Image point grounding data:

Content starts

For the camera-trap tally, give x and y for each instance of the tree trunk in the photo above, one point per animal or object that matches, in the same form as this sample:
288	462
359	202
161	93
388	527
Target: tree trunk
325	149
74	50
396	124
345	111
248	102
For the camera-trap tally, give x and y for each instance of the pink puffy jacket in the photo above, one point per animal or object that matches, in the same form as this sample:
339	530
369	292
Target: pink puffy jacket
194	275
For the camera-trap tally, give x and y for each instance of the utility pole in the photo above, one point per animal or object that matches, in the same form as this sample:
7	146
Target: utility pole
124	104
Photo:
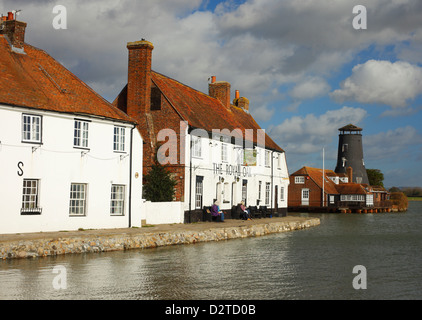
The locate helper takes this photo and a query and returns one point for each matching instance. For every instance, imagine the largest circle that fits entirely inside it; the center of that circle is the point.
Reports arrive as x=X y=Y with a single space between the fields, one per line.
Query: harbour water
x=315 y=263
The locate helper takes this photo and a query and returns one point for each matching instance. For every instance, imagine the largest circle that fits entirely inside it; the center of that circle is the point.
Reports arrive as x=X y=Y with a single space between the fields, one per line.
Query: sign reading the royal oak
x=231 y=170
x=237 y=170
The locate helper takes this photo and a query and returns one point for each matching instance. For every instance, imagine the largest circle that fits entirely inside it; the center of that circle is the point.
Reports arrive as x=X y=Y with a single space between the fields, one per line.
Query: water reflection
x=310 y=264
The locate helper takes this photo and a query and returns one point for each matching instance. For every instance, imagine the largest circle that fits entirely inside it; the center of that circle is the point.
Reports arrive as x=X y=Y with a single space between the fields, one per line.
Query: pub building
x=211 y=144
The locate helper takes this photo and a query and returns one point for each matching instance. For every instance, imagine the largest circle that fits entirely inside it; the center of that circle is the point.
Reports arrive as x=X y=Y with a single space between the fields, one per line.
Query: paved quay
x=32 y=245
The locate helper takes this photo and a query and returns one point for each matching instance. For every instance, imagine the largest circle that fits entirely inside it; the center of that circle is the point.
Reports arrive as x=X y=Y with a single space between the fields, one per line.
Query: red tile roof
x=205 y=112
x=330 y=187
x=36 y=80
x=316 y=175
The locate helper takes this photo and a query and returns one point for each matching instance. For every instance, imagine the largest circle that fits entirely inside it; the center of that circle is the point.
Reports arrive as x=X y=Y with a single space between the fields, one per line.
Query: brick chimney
x=14 y=30
x=241 y=102
x=220 y=90
x=350 y=174
x=139 y=78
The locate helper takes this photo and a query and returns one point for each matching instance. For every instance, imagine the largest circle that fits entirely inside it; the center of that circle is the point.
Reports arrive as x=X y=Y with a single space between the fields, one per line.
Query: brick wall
x=295 y=192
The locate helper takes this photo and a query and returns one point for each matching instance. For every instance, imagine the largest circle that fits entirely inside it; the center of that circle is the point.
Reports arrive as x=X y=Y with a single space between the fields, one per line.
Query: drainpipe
x=272 y=184
x=190 y=177
x=130 y=177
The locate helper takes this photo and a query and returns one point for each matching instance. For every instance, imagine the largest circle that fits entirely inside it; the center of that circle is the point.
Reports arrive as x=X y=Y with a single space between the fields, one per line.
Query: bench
x=255 y=212
x=209 y=217
x=265 y=212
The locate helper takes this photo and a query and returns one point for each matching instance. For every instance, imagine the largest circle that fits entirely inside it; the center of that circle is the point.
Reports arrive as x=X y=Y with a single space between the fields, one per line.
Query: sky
x=308 y=67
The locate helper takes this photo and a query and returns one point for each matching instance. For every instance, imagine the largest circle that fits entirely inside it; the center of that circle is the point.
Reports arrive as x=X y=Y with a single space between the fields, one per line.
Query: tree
x=159 y=184
x=394 y=189
x=375 y=177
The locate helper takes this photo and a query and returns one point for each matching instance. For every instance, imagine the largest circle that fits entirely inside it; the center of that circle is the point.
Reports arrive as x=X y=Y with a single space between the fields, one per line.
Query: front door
x=244 y=190
x=305 y=197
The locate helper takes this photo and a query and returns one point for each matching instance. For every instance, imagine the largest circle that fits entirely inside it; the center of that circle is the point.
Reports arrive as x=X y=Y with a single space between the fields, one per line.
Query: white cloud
x=262 y=113
x=382 y=82
x=257 y=46
x=308 y=134
x=392 y=145
x=309 y=88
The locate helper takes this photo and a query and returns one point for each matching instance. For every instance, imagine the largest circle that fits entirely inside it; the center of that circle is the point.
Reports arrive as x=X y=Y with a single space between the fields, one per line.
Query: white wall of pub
x=223 y=178
x=56 y=163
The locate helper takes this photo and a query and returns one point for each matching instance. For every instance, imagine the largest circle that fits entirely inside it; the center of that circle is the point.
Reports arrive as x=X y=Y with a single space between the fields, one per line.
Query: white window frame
x=78 y=196
x=196 y=146
x=352 y=197
x=30 y=196
x=119 y=139
x=224 y=156
x=199 y=191
x=80 y=133
x=31 y=128
x=267 y=158
x=226 y=192
x=267 y=193
x=117 y=200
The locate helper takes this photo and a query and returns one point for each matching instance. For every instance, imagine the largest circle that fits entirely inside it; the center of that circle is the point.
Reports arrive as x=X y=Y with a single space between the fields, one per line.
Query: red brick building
x=159 y=103
x=318 y=190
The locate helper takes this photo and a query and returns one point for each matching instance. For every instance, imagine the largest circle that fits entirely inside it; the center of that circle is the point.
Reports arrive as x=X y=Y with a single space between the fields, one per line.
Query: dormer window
x=31 y=128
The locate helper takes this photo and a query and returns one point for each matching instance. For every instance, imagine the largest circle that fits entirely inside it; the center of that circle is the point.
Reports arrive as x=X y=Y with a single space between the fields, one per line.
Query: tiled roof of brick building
x=205 y=112
x=316 y=175
x=330 y=187
x=34 y=79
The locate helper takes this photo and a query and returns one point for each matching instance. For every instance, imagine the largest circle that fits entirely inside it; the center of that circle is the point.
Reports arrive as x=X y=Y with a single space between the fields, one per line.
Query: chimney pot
x=139 y=78
x=221 y=91
x=350 y=174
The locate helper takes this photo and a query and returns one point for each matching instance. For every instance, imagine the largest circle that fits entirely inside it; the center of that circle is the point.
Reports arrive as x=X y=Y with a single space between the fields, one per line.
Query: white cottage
x=68 y=158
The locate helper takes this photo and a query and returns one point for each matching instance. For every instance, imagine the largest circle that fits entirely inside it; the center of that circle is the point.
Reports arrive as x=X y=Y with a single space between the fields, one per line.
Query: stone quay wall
x=105 y=242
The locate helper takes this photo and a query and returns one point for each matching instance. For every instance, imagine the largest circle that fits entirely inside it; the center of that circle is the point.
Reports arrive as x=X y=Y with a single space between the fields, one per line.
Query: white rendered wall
x=57 y=164
x=214 y=170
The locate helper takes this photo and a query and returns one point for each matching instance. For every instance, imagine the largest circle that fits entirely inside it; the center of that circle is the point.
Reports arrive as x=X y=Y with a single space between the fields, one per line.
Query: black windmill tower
x=350 y=153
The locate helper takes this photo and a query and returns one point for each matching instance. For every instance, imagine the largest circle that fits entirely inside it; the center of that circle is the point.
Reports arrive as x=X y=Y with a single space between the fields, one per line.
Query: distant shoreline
x=414 y=198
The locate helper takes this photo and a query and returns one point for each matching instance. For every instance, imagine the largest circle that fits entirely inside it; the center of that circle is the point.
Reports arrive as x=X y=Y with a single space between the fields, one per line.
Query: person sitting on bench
x=246 y=212
x=216 y=212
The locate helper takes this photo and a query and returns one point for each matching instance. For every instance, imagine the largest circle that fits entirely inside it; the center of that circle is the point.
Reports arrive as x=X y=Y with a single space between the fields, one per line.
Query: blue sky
x=302 y=65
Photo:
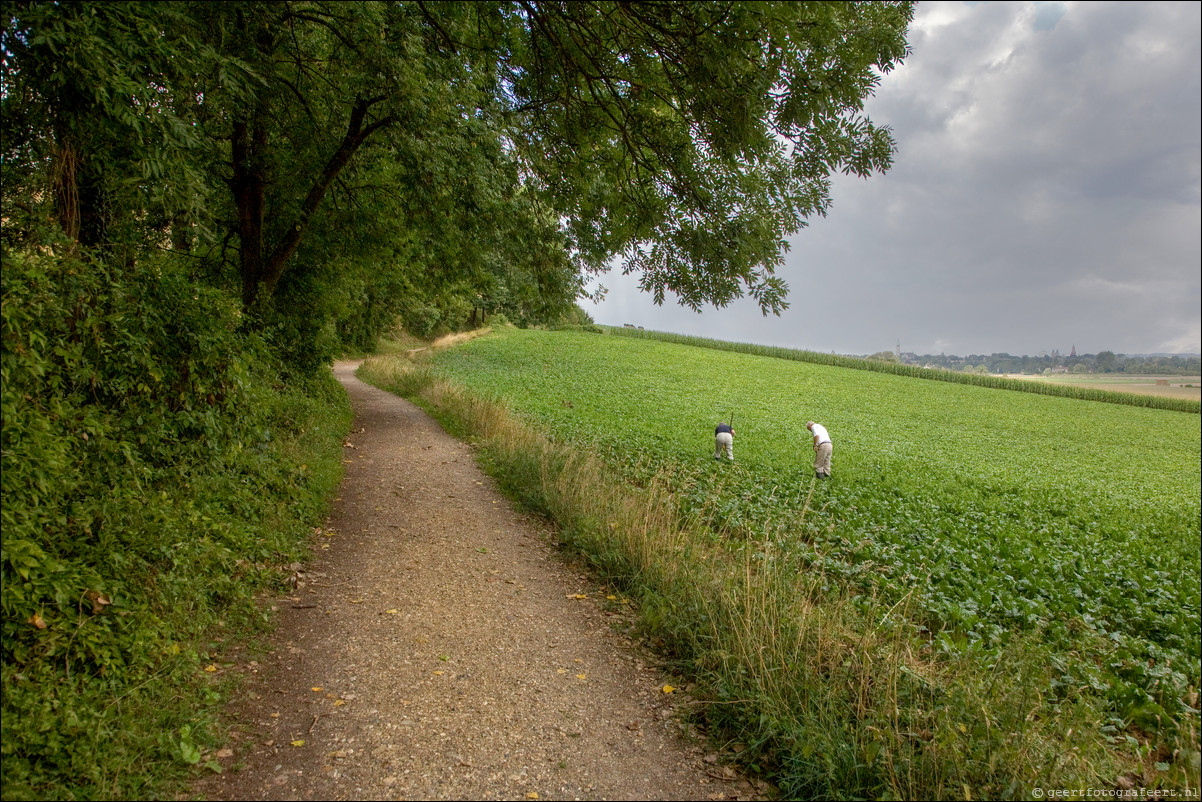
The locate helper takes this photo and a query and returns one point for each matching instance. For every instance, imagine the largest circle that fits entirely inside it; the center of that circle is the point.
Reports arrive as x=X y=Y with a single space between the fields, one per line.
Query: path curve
x=436 y=648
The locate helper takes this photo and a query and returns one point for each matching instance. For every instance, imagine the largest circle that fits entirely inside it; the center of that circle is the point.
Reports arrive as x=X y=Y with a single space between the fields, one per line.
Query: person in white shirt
x=822 y=449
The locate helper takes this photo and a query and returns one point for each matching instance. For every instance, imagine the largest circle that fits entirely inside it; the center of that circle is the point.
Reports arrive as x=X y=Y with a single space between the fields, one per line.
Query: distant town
x=1182 y=364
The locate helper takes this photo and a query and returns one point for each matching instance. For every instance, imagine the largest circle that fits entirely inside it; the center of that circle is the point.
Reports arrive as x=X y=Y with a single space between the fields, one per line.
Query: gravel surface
x=438 y=648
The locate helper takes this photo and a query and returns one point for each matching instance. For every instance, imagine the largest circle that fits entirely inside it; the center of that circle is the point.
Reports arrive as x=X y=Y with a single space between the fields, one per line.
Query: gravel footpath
x=436 y=648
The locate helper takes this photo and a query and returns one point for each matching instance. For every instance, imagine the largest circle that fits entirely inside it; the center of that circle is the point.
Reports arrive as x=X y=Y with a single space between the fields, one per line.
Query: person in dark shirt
x=724 y=440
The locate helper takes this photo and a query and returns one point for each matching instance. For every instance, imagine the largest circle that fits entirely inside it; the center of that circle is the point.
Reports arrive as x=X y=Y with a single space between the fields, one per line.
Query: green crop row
x=994 y=514
x=915 y=372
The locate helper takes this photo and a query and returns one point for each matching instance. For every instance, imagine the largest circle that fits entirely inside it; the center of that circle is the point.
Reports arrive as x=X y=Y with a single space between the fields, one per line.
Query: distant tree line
x=1100 y=362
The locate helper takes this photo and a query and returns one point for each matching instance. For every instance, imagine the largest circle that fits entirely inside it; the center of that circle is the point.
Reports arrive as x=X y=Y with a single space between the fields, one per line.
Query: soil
x=438 y=647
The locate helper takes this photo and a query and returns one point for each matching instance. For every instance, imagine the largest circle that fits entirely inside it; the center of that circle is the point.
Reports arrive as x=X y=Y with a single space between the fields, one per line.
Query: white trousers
x=724 y=441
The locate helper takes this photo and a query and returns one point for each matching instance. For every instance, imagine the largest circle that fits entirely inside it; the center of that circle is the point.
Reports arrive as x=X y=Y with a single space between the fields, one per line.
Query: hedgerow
x=156 y=473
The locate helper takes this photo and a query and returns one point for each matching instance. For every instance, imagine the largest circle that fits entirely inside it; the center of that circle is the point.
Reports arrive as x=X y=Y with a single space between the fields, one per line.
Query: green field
x=992 y=512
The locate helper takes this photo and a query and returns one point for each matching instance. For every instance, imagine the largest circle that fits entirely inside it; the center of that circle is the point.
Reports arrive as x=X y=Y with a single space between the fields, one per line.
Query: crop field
x=992 y=512
x=1167 y=386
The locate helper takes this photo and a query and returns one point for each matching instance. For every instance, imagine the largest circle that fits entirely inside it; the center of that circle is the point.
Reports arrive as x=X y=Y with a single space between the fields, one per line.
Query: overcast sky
x=1045 y=195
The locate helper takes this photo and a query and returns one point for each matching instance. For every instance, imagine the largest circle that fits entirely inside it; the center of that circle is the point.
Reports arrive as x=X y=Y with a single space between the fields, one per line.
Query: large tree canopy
x=315 y=156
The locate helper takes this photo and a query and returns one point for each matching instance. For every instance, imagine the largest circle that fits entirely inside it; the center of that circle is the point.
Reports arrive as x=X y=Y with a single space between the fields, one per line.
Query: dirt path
x=436 y=648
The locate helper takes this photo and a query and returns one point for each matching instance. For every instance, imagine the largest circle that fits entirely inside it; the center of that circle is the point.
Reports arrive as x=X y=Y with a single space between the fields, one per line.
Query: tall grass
x=915 y=372
x=826 y=695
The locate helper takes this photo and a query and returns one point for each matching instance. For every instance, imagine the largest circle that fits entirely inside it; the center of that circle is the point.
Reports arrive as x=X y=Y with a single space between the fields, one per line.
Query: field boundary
x=915 y=372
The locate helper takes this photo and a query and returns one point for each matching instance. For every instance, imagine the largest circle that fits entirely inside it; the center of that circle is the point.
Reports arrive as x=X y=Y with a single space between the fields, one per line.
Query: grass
x=833 y=663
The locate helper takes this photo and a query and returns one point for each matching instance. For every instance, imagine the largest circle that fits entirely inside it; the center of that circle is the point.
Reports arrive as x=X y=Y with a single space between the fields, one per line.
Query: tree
x=694 y=138
x=445 y=147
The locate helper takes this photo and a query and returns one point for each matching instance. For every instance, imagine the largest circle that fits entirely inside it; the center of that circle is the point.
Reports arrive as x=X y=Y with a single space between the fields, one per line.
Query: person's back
x=724 y=440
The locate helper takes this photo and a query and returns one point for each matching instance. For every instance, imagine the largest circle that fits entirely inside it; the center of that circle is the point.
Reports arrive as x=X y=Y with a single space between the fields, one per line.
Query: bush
x=155 y=470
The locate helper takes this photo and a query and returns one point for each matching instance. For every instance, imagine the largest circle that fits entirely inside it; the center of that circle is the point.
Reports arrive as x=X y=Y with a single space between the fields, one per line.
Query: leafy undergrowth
x=158 y=471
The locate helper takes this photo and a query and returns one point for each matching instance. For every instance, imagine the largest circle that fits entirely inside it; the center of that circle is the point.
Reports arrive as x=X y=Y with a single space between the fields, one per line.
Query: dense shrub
x=155 y=473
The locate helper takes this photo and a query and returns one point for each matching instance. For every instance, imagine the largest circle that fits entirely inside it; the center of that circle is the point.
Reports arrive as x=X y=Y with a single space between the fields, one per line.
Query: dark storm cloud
x=1045 y=194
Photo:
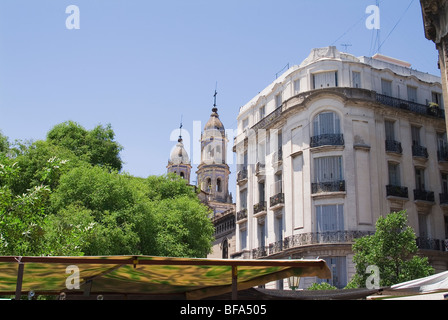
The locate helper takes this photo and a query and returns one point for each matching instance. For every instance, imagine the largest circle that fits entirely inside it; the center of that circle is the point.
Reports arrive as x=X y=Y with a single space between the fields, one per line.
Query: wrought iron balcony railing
x=424 y=195
x=419 y=151
x=410 y=106
x=241 y=175
x=330 y=186
x=241 y=215
x=329 y=139
x=276 y=199
x=394 y=146
x=442 y=153
x=443 y=198
x=397 y=191
x=432 y=244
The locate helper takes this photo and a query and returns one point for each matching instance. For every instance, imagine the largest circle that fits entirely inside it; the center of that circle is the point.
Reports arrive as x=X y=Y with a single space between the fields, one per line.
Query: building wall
x=365 y=163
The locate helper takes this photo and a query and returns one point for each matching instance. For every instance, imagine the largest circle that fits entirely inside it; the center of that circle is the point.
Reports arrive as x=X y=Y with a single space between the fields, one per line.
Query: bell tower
x=213 y=171
x=179 y=162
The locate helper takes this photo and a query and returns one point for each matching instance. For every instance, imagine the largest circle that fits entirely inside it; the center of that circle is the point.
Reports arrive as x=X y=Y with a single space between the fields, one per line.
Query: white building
x=331 y=145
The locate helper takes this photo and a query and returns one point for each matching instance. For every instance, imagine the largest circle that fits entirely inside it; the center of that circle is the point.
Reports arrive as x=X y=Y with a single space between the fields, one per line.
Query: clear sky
x=141 y=64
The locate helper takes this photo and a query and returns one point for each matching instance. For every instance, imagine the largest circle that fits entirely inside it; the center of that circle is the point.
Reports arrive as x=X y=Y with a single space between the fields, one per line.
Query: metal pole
x=19 y=280
x=234 y=283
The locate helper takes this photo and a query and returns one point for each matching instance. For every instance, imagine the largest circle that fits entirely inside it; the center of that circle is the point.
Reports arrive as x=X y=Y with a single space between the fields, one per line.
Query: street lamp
x=293 y=281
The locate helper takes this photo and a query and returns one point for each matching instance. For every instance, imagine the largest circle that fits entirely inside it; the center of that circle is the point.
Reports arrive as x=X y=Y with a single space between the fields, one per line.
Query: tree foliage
x=393 y=250
x=66 y=196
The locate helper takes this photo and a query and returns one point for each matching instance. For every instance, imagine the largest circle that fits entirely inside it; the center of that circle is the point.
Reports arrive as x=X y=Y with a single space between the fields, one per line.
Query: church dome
x=179 y=155
x=214 y=123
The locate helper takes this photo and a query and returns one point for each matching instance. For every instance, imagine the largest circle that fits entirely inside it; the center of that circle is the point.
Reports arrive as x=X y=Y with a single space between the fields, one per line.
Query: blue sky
x=140 y=64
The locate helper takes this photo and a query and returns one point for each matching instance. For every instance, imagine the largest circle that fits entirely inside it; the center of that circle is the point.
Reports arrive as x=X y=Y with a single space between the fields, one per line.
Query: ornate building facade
x=330 y=146
x=212 y=180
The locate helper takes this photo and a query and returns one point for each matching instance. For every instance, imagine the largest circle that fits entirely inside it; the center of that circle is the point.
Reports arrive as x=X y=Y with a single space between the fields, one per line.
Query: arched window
x=225 y=249
x=326 y=122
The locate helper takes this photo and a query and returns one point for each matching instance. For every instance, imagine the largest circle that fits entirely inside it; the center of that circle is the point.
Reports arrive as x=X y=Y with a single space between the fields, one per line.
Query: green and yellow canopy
x=145 y=275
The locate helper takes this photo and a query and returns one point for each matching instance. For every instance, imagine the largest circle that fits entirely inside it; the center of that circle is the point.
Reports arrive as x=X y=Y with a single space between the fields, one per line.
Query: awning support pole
x=234 y=283
x=19 y=280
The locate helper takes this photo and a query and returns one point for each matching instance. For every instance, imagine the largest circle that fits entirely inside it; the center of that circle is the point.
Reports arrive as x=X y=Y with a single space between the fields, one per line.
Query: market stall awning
x=145 y=275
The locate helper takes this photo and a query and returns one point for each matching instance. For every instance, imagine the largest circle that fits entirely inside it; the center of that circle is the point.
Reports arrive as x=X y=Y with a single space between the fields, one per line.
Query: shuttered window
x=330 y=218
x=328 y=169
x=326 y=123
x=325 y=79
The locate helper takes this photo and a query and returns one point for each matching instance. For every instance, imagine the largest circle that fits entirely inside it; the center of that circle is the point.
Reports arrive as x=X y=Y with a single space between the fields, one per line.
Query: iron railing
x=329 y=186
x=328 y=139
x=420 y=194
x=397 y=191
x=419 y=151
x=394 y=146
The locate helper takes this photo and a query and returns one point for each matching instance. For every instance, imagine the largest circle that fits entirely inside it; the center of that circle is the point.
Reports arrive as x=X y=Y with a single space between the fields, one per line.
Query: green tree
x=96 y=146
x=393 y=250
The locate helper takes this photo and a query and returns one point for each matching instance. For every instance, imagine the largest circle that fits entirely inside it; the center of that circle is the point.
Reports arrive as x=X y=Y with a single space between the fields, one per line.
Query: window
x=243 y=199
x=412 y=94
x=390 y=131
x=394 y=174
x=422 y=225
x=326 y=123
x=245 y=123
x=444 y=183
x=356 y=78
x=325 y=79
x=437 y=98
x=386 y=87
x=328 y=169
x=261 y=113
x=338 y=269
x=415 y=134
x=278 y=100
x=330 y=218
x=296 y=86
x=419 y=179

Content ends

_Required action_
Tally every line of the entries that contains the word "sample", and respond with that number only.

_Reply_
3